Brief a:
Report every line in the listing that contains the word "horse", matching case exactly.
***** Extract
The CLICO debacle in Guyana has been addressed to some considerable degree in these columns before. I do not intend to do so again. Suffice it to say that the company had breached the provisions of the Insurance Act which require companies carrying on long-term insurance business to invest a base of 85% of its statutory fund in Guyana. In clear contravention of that legal requirement CLICO took the billions of dollars in the Fund and placed it in a related party in The Bahamas, incorrectly claiming that it was invested in Fixed Deposits, a matter that appeared to have escaped the diligent notice of CLICO’s auditors. The directors and officers of CLICO did not comply with a demand/request by the regulator to repatriate the Statutory Fund.

Trouble
Enter the law. Section 19 of the Insurance Act provides that any person who contravenes any provision of the Act, or any of its regulations or any direction or requirement made by the Commissioner of Insurance, is guilty of an offence. Unlike the normal presumption in law where the prosecution has the burden of proving beyond reasonable doubt the guilt of the accused, the Insurance Act shifts the burden to the “person” to prove that s/he did not knowingly commit the offence of omission or commission.

Sub-section (2) of the section provides that where an offence is committed by a company – in this case CLICO – and the offence is proved to have been committed with the consent or connivance of, or to have been facilitated by any neglect on the part of, any director, principal officer, or other officer or an actuary or auditor of the company, he, as well as the company, shall be deemed to be guilty of the offence. Ms Singh-Knight was both a director and principal officer of the local company and most certainly it would have been to Ms Singh-Knight that the Commissioner of Insurance would have been addressing correspondence and directions.
**********
Brief b:
Condense the paragraph of the CLICO article that begins "Enter the law" into a short bulleted list that keeps its main facts.
***** Data supplied
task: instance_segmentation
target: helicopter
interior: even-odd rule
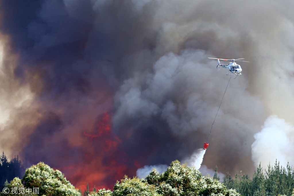
[[[216,66],[216,67],[218,68],[218,70],[220,70],[220,67],[224,67],[229,70],[229,71],[227,72],[227,75],[231,75],[233,73],[235,72],[235,75],[236,76],[240,76],[242,74],[241,72],[242,71],[242,68],[241,68],[241,66],[235,63],[235,61],[242,61],[243,62],[249,62],[249,61],[240,61],[242,59],[244,59],[243,58],[238,58],[238,59],[223,59],[223,58],[211,58],[208,57],[208,58],[212,58],[213,59],[217,59],[218,61],[218,64]],[[233,62],[230,62],[229,63],[228,65],[222,65],[220,64],[220,60],[223,60],[224,61],[232,61]],[[231,72],[230,74],[228,74],[228,72],[229,71]]]

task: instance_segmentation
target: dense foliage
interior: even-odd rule
[[[22,183],[24,182],[24,184]],[[44,163],[33,165],[26,170],[22,180],[15,178],[7,187],[9,190],[9,195],[1,193],[1,196],[48,195],[81,196],[81,194],[60,171],[54,170]],[[37,194],[32,190],[37,188]],[[24,194],[20,193],[20,189],[24,189]],[[13,190],[16,191],[12,192]]]
[[[24,169],[18,157],[15,157],[9,162],[3,152],[0,156],[0,185],[5,181],[10,182],[15,177],[20,177]]]
[[[27,169],[22,179],[16,177],[6,183],[9,193],[1,193],[0,196],[294,196],[294,171],[289,165],[283,168],[276,161],[273,166],[269,165],[264,173],[260,165],[252,179],[242,172],[234,178],[228,173],[223,183],[218,180],[217,171],[216,167],[213,178],[206,177],[195,168],[175,161],[162,174],[154,170],[144,179],[126,176],[115,184],[113,191],[103,189],[96,192],[94,187],[90,192],[87,186],[82,194],[60,171],[40,163]],[[38,188],[38,193],[26,191],[22,194],[19,192],[34,188]]]
[[[243,196],[294,196],[294,170],[289,164],[282,167],[276,161],[274,166],[269,165],[265,174],[260,164],[252,179],[242,171],[236,174],[234,179],[228,173],[223,183]]]
[[[151,172],[145,178],[125,177],[114,185],[113,192],[100,190],[95,196],[182,196],[219,195],[238,196],[235,190],[228,190],[218,180],[202,176],[193,167],[173,162],[164,173]]]

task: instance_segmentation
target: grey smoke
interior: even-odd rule
[[[208,57],[250,62],[229,84],[208,168],[252,172],[252,157],[269,150],[251,149],[267,118],[294,123],[292,1],[1,3],[0,147],[28,164],[58,165],[66,155],[82,165],[81,135],[106,111],[130,162],[189,158],[206,141],[230,77]]]

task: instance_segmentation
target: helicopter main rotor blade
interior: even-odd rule
[[[210,57],[207,57],[208,58],[212,58],[213,59],[218,59],[220,60],[224,60],[224,61],[232,61],[230,59],[223,59],[223,58],[211,58]]]
[[[243,58],[243,59],[244,59]],[[235,60],[235,61],[242,61],[243,62],[249,62],[249,61],[240,61],[239,60]]]
[[[242,61],[243,62],[249,62],[249,61],[240,61],[240,59],[245,59],[244,58],[238,58],[238,59],[224,59],[223,58],[211,58],[210,57],[207,57],[208,58],[212,58],[213,59],[218,59],[220,60],[223,60],[224,61]]]

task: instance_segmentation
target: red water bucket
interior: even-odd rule
[[[204,142],[204,144],[203,145],[203,150],[206,150],[208,146],[208,143],[207,142]]]

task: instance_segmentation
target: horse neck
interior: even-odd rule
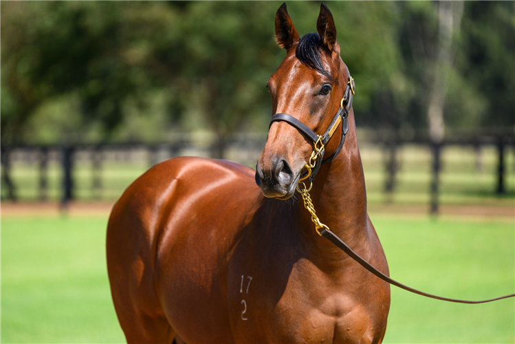
[[[334,138],[338,137],[337,132]],[[353,111],[349,115],[349,131],[343,148],[331,162],[322,166],[309,193],[316,215],[332,232],[351,247],[358,248],[366,242],[366,193]],[[325,241],[315,231],[311,215],[301,200],[298,204],[302,208],[299,212],[305,238],[311,242]],[[327,243],[323,242],[320,248],[327,250]],[[329,254],[335,253],[332,248]],[[341,252],[337,255],[340,257]]]

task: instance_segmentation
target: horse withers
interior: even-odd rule
[[[143,174],[114,206],[107,266],[128,343],[382,341],[389,286],[321,238],[296,193],[312,181],[316,216],[388,274],[344,96],[353,82],[324,4],[317,30],[300,37],[286,6],[277,11],[275,34],[287,54],[267,87],[273,114],[281,115],[272,118],[255,171],[174,158]],[[316,178],[304,179],[320,144],[309,132],[325,131],[332,131],[323,149],[331,161],[320,165],[320,154]]]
**********
Exercise answer a:
target: horse neck
target: horse withers

Exercise answer b:
- Section 19 of the Insurance Act makes it an offence to contravene any provision of the Act, its regulations, or any direction or requirement of the Commissioner of Insurance.
- Normally the prosecution must prove guilt beyond reasonable doubt.
- The Act instead places the burden on the accused person to prove that s/he did not knowingly commit the offence of omission or commission.